== Excerpt to read

Ethics And Discipline In Law: Akin To Waiting For Godot (Part10)
Sunday 15th March, 2023.
BY: PROF. MIKE OZEKHOME, SAN, CON, OFR, FCIArb, LL.M, Ph.D, LL.D, D. Litt.
Last week, I took a break from this contemporary issue; ethics and discipline in law, akin to waiting for Godot, which we commenced some weeks ago, to discuss Nigerian Law Firms and Foreign Names: Matters Arising. The reason for these may oftentimes be attributed to fashionability; ease of recognition, spelling, and pronunciation; for international business transactions conducted by these law firms; and perhaps to emphasize the founder’s or partners’ foreign qualifications. Today, we shall continue and conclude our discourse on the above issue. Please, read on.
ETHICS AND DISCIPLINE IN LAW: THE NIGERIAN PERSPECTIVE, A CASE OF WAITING FOR A GODOT? (continues)
In Nigeria the basic national ethics and discipline include self reliance, patriotism, loyalty to the nation, honesty, dedication to duty, obedience to authority, respect of elders and seniors in authority, participation in national service, payment of tax, reporting criminals and members of cults to the police, assistance to the poor and the needy, parental care, participation in an election, protection of government property and contribution to national development.
The observance of these ethics and discipline in national life would instill national consciousness on the people. Once a person examines his conduct in line with its effect on the nation, he is bound to participate in the activities that will bring good name and development of the nation.
Discipline is not only historically determined but also part of man’s social nature. Similarly, indiscipline is socially determined and occurs when there is a violation of defined social order. Hence, indiscipline is not a personality trait that is inherent among some group and absent in others. Prevalent social, economic and political conditions of society can breed discipline or indiscipline.
There are various causes of indiscipline and likewise their solutions. As such any control measure taken for un-disciplinary behaviour must be appropriate to the cause in order to be effective.
Primarily, the major causative factor of indiscipline centres on the issue of equity and social justice in relation to resources allocation. If it is positive discipline would be installed, if negative indiscipline would be installed. No other means, such as Structural Adjustment Programme (SAP) or IMF prescriptions can instill discipline in society.
It is the non observance of national ethics and discipline in Nigeria that has given rise to fraud (419), political unrest, embezzlement of public fund, corruption, indiscipline, forgery, armed robbery, cultism in higher schools of learning, bribery, religious bigotry and fanaticism, exam malpractice, vandalism, and smuggling.

====
== Collected data

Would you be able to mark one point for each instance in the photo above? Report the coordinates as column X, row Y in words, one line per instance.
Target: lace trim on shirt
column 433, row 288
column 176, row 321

====

__Written problem__. Continue the column on ethics and discipline in Nigeria from the end of the paragraph listing the ills caused by ignoring national ethics.

__Task answer__.
Ethics, morality and discipline have been jettisoned in the conduct of national life for financial gains. Much of the Nigerian problems in terms of development are resultant effect of none observance of ethics and the standard of ethical conduct in national affairs.
A nation is said to be developed when the standard of her discipline and social structures are measured in comparison with others in the developed society.
It is lack of discipline or the non observance of it that characterize Nigeria national life. That’s the reason the Nigeria state has failed to catch up with other developed nations of the world.
Since 1960, when Nigeria started to manage its own affairs, the nation has not been fully developed to match up with other civilized countries of the world.
Indiscipline and corruption has eaten deep into the fabrics of the nation. Chinua Achebe in his book pointed out that “knowledgeable observers have estimated that as much as 60% of the nation’s wealth is regularly consumed by corruption.”
In today’s Nigeria, over 60% of the nation wealth is being pocketed by public office holders; this has helped to slow down the developmental growth of Nigeria nation.
In every aspect of national life (social, political, economic, religious and cultural) it is the observance of ethics and discipline that guide the conduct of individuals towards such activities that stimulate national development.
If politicians and business men in Nigeria observe the ethics and discipline of their occupation; rigging, falsification of election results, embezzlement of public fund, fraud, fake product and smuggling that hinder the development of Nigeria would cease to exist.
If Nigeria teachers, religious leaders, civil servants, politicians and traders should imbibe national ethics and discipline and apply it in their daily life, Nigeria will see significant growth in national development.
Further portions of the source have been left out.